● **Text segment**:
_ _ _ _ _

U.S. commanders have been surprised at the paucity of stiff resistance, particularly from the Republican Guard, as U.S. forces charged toward Baghdad. Although some U.S. military officials asserted that the 70,000-soldier Republican Guard was a largely broken force, others warned that Guard units still could pose a threat to U.S. troops massing outside Baghdad.
McChrystal said two of the Guard's six divisions have been destroyed and the other four are "significantly degraded," although he added that the exact condition and number of the remaining forces were unclear. Some U.S. officials have noted that elements of the four remaining Guard divisions have been trying to circle around the city in recent days to challenge front-line U.S. units on the southern approaches. Many Guard soldiers also may have retreated into Baghdad with the apparent intention of luring U.S. forces into urban combat.
With Baghdad's outer defenses in a state of apparent collapse, Army and Marine war planners met Friday to coordinate options for the capital itself. Although they focused on replenishing extended front-line troops, U.S. commanders were eager to take advantage of what they saw as a new situation. "We have to get ahead of it, and that's what we're trying to do," said Col. Fred Milburn, who coordinates planning for the Marines. "The situation is dynamic right now. We see opportunity, and we want to take advantage of it."
Commanders said they are reluctant to enter the city in force, fearing that urban combat in the sprawling city would be a treacherous and bloody undertaking. As a consequence, military officials in Washington said the Army and Marine forces arriving on Baghdad's outskirts will form a cordon around the city and mount targeted raids, rather than try immediately to seize control of the entire capital.
"The hope is that Baghdad doesn't turn out to be a larger version of Basra," a senior official said, referring to Iraq's second-largest city, where hundreds of die-hard militiamen and Hussein loyalists have held off thousands of British troops for nearly two weeks.
Fueling fears of urban combat is the presence of the Special Republican Guard, paramilitary forces and troops from Hussein's secret police in the center of the city. The Special Republican Guard, commanded by Hussein's younger son, Qusay, is a force of between 15,000 and 25,000 trained in urban warfare.
Marines Meet Resistance
As the Marines advanced on Baghdad from the southeast, they were challenged by a contingent of Iraqi forces that had regrouped on the outskirts of the capital, attacking with ferocity and coordination -- and reminding the Americans that resistance could get stiffer as they enter the capital. An estimated 2,000 Iraqi troops, Republican Guard, regular army and paramilitary fighters, held up the Marines for hours with a hail of rocket-propelled grenades and small-arms fire. The Iraqi defenders took out three U.S. tanks and forced two U.S. attack helicopters to the ground, according to reports reaching Marine headquarters.

_ _ _ _ _

● **Data for this exercise**:
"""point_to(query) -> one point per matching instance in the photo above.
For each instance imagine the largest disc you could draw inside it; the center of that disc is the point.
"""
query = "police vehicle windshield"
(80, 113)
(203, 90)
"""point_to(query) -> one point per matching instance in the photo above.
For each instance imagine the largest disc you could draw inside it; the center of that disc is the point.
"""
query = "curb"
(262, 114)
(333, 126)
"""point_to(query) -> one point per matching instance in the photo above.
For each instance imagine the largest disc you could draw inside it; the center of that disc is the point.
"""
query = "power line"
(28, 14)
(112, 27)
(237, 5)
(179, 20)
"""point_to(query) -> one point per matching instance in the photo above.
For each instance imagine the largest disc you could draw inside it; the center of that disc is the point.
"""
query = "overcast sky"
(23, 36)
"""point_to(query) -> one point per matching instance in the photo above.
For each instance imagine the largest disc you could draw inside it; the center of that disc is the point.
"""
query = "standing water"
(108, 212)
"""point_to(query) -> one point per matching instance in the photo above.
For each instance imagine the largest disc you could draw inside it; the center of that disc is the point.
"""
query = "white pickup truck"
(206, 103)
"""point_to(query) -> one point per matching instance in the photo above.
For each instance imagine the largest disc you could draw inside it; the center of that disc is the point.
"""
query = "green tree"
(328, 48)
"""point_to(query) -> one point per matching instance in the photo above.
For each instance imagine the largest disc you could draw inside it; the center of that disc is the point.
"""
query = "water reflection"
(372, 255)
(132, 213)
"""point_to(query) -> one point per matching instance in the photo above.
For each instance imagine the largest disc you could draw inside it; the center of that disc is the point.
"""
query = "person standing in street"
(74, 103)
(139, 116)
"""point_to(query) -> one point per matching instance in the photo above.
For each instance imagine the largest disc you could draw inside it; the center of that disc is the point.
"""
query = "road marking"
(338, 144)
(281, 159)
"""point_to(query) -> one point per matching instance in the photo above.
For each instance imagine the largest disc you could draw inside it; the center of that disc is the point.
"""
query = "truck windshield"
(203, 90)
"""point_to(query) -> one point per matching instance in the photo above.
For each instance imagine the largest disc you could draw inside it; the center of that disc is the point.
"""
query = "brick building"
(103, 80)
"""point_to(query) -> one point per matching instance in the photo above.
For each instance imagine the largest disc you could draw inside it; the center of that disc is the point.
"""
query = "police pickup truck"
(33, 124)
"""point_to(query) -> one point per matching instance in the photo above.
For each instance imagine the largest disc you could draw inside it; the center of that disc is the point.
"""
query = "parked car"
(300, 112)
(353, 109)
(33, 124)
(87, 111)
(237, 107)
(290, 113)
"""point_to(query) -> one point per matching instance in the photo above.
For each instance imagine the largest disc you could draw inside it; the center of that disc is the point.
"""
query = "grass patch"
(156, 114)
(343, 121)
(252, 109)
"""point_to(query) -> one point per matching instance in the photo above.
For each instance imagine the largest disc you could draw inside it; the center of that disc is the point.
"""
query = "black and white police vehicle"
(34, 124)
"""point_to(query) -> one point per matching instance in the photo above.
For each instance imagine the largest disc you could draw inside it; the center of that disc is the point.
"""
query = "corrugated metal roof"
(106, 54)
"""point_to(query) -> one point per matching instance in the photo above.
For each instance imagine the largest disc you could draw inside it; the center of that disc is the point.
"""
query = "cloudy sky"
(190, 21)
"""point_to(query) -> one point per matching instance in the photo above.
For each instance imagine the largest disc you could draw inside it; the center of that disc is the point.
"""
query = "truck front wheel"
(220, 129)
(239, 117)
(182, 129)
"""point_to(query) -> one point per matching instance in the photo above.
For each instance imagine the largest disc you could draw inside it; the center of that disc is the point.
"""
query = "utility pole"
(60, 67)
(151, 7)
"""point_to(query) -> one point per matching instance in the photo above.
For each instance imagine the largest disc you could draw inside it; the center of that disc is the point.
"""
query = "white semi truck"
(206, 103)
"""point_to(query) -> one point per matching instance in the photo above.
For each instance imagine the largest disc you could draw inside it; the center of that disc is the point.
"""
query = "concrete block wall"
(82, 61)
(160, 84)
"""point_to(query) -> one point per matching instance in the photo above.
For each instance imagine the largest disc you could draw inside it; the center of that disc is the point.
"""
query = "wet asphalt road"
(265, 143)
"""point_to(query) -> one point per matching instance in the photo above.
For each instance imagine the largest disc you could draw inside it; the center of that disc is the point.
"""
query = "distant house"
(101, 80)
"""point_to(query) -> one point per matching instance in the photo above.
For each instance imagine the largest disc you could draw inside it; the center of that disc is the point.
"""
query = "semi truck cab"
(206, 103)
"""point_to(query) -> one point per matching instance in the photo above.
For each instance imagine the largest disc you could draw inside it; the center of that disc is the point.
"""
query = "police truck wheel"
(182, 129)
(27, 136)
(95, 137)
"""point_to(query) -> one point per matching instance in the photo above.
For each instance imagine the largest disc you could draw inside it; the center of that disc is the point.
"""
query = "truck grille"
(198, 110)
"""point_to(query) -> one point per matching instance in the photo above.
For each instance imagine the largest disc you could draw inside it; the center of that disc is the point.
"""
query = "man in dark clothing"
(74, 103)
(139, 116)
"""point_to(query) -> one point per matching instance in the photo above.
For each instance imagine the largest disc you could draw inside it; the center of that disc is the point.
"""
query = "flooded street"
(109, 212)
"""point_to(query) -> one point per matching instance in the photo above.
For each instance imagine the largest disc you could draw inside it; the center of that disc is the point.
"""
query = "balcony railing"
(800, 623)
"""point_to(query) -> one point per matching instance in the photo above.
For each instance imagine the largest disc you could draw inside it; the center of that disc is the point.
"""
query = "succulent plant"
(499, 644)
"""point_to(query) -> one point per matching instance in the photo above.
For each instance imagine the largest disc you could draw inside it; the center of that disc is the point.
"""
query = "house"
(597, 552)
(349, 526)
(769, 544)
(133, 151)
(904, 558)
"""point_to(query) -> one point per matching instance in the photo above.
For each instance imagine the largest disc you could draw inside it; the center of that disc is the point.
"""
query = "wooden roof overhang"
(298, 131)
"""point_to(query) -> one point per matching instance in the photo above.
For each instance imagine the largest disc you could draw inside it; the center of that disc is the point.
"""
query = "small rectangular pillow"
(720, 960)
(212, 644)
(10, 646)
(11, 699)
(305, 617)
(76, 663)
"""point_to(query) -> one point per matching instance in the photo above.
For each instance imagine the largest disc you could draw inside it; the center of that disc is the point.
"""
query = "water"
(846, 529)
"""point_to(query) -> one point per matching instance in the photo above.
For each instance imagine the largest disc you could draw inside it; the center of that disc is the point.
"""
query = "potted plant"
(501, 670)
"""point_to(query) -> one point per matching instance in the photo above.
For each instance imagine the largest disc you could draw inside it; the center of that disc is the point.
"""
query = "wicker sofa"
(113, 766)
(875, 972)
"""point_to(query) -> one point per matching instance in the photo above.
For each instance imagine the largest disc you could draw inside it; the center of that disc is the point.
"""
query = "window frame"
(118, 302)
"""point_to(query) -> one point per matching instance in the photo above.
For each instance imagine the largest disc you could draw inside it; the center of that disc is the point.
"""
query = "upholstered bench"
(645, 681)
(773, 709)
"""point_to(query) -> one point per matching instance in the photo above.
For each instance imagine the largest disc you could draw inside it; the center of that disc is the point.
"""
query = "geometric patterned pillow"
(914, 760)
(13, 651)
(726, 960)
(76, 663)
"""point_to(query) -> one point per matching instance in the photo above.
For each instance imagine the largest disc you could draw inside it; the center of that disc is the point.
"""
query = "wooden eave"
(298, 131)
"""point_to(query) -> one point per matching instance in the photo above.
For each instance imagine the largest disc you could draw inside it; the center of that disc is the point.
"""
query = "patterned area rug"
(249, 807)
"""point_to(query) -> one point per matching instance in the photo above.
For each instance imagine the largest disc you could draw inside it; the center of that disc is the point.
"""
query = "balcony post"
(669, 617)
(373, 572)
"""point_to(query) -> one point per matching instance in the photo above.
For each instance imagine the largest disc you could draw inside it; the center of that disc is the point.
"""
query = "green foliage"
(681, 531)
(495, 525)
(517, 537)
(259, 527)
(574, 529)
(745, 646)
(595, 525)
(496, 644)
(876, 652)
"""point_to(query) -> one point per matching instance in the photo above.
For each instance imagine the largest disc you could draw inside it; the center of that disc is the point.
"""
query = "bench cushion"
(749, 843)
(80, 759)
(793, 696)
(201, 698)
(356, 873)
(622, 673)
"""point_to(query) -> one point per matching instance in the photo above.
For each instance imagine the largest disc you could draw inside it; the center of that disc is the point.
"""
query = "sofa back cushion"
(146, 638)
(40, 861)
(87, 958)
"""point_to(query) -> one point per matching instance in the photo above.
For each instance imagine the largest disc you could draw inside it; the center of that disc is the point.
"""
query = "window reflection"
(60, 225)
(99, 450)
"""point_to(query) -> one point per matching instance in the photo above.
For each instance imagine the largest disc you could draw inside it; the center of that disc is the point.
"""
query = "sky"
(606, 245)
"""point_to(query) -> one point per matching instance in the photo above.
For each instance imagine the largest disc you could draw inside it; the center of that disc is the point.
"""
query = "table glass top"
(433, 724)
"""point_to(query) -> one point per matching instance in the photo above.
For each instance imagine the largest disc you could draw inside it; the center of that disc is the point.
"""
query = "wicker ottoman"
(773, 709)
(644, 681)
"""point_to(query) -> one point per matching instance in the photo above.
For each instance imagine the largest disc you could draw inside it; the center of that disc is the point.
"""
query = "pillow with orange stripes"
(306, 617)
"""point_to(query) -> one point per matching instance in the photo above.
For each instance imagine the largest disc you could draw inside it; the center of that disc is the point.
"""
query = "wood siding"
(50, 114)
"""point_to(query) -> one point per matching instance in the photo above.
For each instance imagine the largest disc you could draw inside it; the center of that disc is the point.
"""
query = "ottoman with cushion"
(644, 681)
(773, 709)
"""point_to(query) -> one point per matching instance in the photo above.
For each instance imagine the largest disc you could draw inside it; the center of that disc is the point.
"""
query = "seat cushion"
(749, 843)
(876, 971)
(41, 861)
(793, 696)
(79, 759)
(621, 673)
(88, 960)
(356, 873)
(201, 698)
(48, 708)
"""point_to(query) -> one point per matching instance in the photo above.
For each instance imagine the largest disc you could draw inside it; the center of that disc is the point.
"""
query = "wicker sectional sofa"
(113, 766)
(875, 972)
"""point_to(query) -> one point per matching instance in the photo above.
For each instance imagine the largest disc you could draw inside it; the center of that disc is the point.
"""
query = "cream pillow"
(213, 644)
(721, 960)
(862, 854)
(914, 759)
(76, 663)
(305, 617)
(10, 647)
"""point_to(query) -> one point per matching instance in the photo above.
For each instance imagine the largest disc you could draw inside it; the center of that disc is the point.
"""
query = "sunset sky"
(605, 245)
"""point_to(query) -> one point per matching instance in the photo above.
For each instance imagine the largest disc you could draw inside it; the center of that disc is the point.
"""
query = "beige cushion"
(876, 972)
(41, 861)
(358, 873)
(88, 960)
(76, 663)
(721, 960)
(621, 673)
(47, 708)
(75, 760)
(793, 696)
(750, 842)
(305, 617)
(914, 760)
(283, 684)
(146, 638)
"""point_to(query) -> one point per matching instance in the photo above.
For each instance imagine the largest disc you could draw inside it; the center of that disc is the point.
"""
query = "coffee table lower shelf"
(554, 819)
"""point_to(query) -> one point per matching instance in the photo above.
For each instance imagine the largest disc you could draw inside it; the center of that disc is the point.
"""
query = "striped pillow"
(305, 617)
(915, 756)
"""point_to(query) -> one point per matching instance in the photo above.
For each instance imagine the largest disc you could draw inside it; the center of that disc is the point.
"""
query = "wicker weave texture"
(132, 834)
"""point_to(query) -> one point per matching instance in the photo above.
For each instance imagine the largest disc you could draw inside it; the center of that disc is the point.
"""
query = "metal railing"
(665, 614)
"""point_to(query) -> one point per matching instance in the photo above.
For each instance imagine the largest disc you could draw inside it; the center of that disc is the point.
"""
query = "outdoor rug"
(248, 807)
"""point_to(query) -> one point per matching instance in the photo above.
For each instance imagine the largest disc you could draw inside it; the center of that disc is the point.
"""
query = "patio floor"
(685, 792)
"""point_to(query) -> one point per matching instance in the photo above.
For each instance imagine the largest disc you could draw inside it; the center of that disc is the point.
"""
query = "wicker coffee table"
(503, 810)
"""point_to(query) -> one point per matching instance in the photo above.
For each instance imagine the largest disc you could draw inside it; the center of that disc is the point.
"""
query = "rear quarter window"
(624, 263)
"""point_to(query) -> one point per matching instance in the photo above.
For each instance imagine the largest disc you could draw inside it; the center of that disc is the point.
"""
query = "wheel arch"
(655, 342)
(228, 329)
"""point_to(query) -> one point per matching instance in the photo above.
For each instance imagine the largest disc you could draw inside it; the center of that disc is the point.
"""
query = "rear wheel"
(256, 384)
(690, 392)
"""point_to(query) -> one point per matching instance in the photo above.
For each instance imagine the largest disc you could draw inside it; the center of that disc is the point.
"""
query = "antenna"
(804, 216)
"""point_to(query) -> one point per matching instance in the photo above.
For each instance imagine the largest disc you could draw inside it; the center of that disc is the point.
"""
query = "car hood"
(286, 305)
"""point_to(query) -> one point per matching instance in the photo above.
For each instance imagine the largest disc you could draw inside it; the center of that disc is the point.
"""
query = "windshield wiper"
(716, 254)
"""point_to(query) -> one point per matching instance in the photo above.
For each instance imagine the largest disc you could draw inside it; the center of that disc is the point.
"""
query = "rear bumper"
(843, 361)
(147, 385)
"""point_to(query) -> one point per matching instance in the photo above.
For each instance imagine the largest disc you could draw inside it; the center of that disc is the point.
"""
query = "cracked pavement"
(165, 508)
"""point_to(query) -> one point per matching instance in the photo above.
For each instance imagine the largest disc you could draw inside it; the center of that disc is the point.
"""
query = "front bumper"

_ _ _ _ _

● **Exercise instructions**:
A - Pull out each line of the records that contains the string "police" and copy it unchanged.
B - Extend the report on U.S. forces nearing Baghdad, starting right after its final sentence.

● **Answers to the tasks**:
A -
query = "police vehicle windshield"
query = "police pickup truck"
query = "black and white police vehicle"
query = "police truck wheel"

B -
Eight Marines were injured, but no deaths were reported.
Ultimately, the Marines responded with an intense barrage of artillery fire, tank rounds and airstrikes, enabling them to push through after hours of combat.
"This is the heaviest resistance we've run into to date," said Lt. Col David Pere, senior watch officer in the Marine command center. "It was a coordinated defense. They were volley-firing RPGs. . . . It takes a command and control. It takes a boss telling everyone to fire. They've got command and control."
Even so, the Iraqi defenders, grouped loosely under the Nida Armored Division of the Republican Guard, did little more than slow the Marine assault. By the end of the day Friday, the 1st Marine Division had reached the edge of the capital and seized a key intersection in a predominantly Shiite neighborhood about 12 miles from the city center, their primary objective. A Pentagon official said at least two of the Nida Division's three brigades were destroyed by the Marines.
Fighting for Airport
The U.S. 3rd Infantry Division also faced significant resistance as it sought to capture the airport Thursday, leading soldiers to unleash an earth-shaking barrage of artillery and volleys of rockets. U.S. military officials estimate that 2,500 Iraqis were killed in the battle for the airport and 100 Iraqi tanks were destroyed.
As Marine and Army units moved beyond the arid deserts of southern Iraq and into the verdant terrain between the Tigris and Euphrates rivers, they encountered another surprise: Crowds of people gathering on the side of the road, waving as the convoys rolled by. "Thank you! Thank you!" some shouted. Others shouted the Arabic word for "go on," screaming: "Yallah! Yallah!"
Iraqi officials nevertheless repeated that victory was within their reach. They dismissed the loss of Saddam International Airport and declared that U.S. forces there are besieged.
"We consider it an isolated island," Sahhaf said at a news conference in Baghdad, in remarks sprinkled with boasts of Iraqi perseverance and insults of the United States. "Our initial assessment is that none of them will get out alive."
He warned that Iraqi forces would employ non-conventional attacks to retake the airport -- a possible reference to suicide attacks. Shortly after he spoke, state television broadcast a brief address by Hussein in which he implored citizens and Baath Party faithful to take up arms against the Americans.
"The enemy is overtaking our valiant defenses around Baghdad just like it did around other cities," he said. "They are deploying here and there, just like we expected, and these deployments are normally thin, and we can confront them with the weapons available."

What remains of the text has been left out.